- _Stated task_: Go through the listing below and report each line that contains the word "blue". Copy every such line in full.

- _Data provided_:
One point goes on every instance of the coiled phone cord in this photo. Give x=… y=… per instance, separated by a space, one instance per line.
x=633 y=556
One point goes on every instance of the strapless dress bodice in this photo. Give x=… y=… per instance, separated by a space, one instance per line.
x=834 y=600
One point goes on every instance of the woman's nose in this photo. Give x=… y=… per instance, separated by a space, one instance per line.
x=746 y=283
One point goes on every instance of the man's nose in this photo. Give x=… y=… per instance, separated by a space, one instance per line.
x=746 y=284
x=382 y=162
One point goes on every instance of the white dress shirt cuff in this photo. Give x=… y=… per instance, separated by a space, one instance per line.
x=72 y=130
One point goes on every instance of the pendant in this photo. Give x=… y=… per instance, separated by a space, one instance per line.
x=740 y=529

...

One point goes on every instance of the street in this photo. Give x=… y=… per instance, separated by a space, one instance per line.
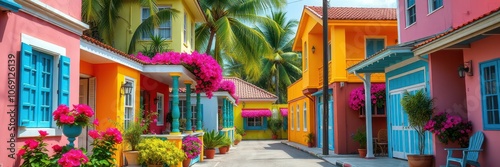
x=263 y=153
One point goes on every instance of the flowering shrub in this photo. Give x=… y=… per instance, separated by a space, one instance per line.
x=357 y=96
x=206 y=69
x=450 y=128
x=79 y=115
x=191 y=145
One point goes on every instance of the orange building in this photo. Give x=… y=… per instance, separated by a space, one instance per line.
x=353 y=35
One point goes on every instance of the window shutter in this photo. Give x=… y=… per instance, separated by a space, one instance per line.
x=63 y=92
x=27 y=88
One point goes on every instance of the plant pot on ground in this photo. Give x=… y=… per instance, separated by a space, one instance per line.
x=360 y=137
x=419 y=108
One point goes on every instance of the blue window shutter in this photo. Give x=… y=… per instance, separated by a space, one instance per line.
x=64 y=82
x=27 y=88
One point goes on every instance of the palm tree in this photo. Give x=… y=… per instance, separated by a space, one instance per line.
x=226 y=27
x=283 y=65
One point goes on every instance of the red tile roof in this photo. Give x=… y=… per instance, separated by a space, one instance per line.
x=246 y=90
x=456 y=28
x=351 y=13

...

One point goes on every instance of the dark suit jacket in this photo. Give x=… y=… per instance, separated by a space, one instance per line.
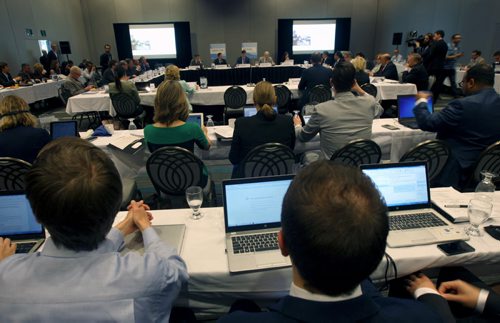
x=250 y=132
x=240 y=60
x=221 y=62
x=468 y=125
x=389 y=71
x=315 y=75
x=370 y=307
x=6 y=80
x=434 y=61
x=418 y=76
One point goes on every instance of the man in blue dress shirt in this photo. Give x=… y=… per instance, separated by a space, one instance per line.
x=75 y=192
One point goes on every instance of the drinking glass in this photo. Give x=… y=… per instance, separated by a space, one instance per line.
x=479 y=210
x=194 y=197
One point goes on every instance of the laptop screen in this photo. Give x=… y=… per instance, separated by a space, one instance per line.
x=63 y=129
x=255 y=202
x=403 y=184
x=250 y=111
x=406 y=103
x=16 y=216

- _Result for this task_:
One point goes on every instance of the blue window shutter in this photo. Give x=… y=… per instance, separated by a space, one instance per line.
One point goes on every instance of the man in blue dress shirt in this photo. Give x=… y=… per instance, separated by a space, one instance per line.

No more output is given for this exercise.